[Texto del ejercicio]
El folleto que repartió el Municipio de Morón en un festival popular generó un remolino de polémica e indignación en un sector adicto a prohibir las drogas por imposición moral y desconocimiento en la materia. Como si las drogas no existieran, como si no fueran una atracción atávica inherente al ser, para ellos y ellas, los indignados, es mejor negar el problema, esconderlo en los pasillos de las villas, hablar de “guerra” y reaccionar acorde al sentido bélico de las palabras, que debatir con sensibilidad y profundidad sobre el tema, pensar colectivamente en nuevas alternativas para terminar -en serio- con el narcotráfico y abordar los problemas de salud que, eventualmente, pueden traer a las personas el mal uso o en exceso de sustancias.
Al igual que la actitud que tuvo el ministro Sergio Berni inmediatamente después de la tragedia de Puerta 8, cuando casi en cadena nacional pidió a los que compraron cocaína en ese barrio aquel fin de semana que no la tomen para evitar nuevas muertes, lo que intenta Morón, y que generó tanto estupor moralista, no es “invitar” a consumir sino bajar el riesgo y el daño que pueden ocasionar las drogas ilegalizadas más consumidas en Argentina: del casi nulo efecto negativo de la marihuana al peligro tóxico de la cocaína (y sus adulteraciones).
[/Texto del ejercicio]
Ejercicios propuestos ▸
A: Copia de nuevo el texto sobre el folleto de Morón entre "Al igual que" y "(y sus adulteraciones).", ambos incluidos, y renombra "el ministro" como "el funcionario".
B: Indica si cada afirmación concuerda con el texto sobre el folleto de Morón y cita las palabras exactas que lo deciden: (i) el folleto se repartió en un festival popular; (ii) lo que intenta Morón es invitar a consumir drogas; (iii) se atribuye a la marihuana un efecto negativo casi nulo.
Utiliza únicamente el texto sobre el folleto de Morón.
[Material de estudio]
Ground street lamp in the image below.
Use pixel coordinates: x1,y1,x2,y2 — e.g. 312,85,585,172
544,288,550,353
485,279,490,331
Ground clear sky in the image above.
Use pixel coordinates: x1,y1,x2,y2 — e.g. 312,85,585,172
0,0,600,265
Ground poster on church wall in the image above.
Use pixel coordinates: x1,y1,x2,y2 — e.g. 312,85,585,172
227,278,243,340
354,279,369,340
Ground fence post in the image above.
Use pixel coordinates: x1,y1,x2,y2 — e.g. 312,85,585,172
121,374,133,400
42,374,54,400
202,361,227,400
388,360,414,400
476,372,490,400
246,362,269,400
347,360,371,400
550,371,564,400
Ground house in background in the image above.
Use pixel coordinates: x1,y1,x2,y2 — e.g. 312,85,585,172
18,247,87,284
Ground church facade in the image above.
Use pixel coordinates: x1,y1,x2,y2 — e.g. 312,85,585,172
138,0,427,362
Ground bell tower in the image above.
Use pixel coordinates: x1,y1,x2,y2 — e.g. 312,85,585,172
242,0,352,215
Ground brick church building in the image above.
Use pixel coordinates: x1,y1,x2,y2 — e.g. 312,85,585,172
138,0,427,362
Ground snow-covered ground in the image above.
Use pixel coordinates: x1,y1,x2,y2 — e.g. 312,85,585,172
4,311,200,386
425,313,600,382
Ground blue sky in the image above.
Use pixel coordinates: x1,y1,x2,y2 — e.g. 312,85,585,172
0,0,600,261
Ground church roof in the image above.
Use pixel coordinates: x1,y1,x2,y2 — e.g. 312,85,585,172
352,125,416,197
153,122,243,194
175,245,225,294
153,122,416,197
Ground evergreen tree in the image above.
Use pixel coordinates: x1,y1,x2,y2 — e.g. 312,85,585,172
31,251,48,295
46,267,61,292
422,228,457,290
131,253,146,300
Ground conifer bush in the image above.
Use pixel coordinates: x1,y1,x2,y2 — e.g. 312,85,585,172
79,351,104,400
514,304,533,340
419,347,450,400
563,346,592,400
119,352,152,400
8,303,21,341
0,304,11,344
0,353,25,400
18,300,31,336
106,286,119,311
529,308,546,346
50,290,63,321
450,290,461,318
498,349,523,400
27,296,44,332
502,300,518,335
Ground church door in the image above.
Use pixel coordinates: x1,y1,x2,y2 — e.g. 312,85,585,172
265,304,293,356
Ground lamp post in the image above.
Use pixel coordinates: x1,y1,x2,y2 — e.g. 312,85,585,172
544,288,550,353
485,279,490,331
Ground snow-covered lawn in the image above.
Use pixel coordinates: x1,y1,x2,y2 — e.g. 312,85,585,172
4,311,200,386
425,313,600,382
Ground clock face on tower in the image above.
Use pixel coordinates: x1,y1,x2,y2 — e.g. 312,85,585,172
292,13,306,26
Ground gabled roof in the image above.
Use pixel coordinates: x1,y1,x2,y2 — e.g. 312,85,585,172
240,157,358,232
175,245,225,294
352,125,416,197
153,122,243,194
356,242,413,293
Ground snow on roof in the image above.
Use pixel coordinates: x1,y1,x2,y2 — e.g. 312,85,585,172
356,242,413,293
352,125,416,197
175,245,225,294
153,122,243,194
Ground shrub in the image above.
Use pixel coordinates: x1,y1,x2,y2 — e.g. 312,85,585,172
[/Material de estudio]
Soluciones ▸
A:
Al igual que la actitud que tuvo el funcionario Sergio Berni inmediatamente después de la tragedia de Puerta 8, cuando casi en cadena nacional pidió a los que compraron cocaína en ese barrio aquel fin de semana que no la tomen para evitar nuevas muertes, lo que intenta Morón, y que generó tanto estupor moralista, no es “invitar” a consumir sino bajar el riesgo y el daño que pueden ocasionar las drogas ilegalizadas más consumidas en Argentina: del casi nulo efecto negativo de la marihuana al peligro tóxico de la cocaína (y sus adulteraciones).

B:
(i) Sí: "El folleto que repartió el Municipio de Morón en un festival popular".
(ii) No: "no es “invitar” a consumir sino bajar el riesgo y el daño que pueden ocasionar las drogas ilegalizadas más consumidas en Argentina".
(iii) Sí: "del casi nulo efecto negativo de la marihuana".